PETIT PROBLÈME: Transforme en liste numérotée, s'il te plaît, les lignes des enregistrements allant de celle qui contient "Target: jacket collar" jusqu'à la fin des enregistrements, les deux bornes comprises. Laisse de côté les lignes vides.

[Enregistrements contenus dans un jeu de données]
□ □ □ □ □

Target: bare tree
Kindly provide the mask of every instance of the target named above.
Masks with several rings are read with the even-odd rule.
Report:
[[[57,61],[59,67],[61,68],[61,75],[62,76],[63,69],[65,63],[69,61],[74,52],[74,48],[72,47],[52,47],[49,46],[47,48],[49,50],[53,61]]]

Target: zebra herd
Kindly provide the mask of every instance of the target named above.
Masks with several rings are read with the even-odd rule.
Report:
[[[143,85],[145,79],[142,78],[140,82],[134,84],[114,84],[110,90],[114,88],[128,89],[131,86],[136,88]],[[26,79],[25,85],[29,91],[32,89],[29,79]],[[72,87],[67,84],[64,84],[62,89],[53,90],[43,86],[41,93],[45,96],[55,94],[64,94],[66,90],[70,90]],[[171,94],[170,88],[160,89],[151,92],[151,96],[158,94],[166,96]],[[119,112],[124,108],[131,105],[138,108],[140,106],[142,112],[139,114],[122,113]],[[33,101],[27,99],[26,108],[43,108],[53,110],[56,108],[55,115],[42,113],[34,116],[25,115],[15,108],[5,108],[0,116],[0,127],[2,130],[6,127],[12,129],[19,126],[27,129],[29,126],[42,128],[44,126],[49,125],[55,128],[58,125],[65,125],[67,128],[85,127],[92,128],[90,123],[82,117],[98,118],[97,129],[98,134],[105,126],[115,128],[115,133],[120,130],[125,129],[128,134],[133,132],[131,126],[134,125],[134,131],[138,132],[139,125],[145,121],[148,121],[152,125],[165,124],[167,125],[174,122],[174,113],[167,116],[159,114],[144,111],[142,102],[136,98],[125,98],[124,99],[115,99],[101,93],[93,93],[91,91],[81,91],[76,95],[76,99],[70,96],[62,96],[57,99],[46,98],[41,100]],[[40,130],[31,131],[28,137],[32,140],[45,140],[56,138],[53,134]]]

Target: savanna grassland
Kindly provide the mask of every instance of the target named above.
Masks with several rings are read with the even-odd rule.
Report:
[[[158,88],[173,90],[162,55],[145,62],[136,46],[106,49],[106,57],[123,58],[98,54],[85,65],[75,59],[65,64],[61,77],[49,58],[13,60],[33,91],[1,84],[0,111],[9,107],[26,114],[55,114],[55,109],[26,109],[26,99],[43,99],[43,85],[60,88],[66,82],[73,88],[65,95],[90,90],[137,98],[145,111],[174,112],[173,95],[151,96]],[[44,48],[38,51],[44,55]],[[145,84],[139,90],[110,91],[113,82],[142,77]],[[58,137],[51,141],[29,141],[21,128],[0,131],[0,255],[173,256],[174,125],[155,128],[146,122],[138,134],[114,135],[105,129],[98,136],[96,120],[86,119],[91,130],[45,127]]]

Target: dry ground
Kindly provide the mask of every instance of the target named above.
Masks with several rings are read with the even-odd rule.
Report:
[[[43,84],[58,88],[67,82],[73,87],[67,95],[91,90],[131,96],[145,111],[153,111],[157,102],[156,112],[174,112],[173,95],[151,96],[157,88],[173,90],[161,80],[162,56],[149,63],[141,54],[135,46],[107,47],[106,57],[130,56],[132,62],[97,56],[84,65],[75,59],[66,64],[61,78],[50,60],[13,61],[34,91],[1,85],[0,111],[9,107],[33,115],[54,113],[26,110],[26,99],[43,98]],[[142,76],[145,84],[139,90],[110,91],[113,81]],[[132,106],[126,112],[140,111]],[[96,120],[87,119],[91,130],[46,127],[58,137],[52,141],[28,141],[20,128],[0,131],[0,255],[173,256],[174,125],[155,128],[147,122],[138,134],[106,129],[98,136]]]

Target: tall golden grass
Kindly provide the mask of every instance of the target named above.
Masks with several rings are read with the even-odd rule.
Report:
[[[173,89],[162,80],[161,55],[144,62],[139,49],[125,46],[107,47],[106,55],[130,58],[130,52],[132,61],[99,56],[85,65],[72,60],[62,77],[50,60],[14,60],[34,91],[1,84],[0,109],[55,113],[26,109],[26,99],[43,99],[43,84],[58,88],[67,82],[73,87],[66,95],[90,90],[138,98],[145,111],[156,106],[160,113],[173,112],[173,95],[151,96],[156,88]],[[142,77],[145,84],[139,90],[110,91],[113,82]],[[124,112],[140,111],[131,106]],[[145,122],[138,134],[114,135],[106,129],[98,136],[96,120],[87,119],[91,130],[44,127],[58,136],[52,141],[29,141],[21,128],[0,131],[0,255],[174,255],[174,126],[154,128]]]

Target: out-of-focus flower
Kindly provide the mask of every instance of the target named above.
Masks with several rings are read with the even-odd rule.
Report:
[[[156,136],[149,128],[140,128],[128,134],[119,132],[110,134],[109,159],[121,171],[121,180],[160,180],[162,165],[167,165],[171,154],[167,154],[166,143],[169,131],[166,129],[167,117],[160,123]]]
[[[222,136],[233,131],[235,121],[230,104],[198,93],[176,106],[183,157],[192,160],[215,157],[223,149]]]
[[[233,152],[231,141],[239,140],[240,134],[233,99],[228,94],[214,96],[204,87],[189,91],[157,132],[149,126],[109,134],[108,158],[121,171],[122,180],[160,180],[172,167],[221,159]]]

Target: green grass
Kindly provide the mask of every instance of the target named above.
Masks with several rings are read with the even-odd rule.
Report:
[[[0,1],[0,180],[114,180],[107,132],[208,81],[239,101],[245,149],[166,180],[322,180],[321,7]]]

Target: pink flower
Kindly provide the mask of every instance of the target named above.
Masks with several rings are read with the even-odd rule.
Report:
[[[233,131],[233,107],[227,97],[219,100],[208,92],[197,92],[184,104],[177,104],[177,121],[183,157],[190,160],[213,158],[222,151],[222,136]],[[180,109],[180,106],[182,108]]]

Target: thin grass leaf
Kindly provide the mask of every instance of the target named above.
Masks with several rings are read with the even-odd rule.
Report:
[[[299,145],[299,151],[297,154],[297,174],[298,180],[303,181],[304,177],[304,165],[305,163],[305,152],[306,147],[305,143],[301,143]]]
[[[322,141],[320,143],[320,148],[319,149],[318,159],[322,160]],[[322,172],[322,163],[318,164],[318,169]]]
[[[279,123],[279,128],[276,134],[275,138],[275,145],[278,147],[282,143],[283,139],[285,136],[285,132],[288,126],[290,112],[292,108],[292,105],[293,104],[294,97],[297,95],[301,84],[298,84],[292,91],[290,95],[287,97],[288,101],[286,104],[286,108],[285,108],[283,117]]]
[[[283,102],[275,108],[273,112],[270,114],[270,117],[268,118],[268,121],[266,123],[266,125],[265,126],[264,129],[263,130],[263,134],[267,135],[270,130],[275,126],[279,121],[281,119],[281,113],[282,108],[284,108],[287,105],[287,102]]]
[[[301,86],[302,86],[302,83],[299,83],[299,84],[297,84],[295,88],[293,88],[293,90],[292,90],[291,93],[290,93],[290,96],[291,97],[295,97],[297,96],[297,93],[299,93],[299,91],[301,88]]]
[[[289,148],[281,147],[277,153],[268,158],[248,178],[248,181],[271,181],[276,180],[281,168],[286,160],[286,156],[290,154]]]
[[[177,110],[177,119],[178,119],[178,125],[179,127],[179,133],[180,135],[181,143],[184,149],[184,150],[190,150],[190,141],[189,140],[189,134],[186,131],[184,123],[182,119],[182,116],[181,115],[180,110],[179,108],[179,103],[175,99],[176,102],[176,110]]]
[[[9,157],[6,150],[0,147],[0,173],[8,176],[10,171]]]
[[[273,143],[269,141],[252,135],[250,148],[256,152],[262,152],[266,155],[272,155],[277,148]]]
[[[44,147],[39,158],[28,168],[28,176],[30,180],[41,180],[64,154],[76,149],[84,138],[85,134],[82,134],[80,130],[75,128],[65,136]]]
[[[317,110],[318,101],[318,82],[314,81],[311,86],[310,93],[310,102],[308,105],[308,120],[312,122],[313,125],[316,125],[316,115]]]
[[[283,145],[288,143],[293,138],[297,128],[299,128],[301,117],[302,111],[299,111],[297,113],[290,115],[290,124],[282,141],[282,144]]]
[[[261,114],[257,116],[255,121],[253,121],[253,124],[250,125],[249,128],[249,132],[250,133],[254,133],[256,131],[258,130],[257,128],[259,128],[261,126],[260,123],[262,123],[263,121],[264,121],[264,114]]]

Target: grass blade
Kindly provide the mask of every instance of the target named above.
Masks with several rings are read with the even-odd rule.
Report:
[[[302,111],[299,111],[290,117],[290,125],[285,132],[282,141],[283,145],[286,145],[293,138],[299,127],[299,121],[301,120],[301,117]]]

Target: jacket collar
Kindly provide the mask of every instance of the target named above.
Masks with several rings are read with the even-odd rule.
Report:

□ □ □ □ □

RÉSULTAT OBTENU:
1. Target: jacket collar
2. Kindly provide the mask of every instance of the target named above.
3. Masks with several rings are read with the even-odd rule.
4. Report:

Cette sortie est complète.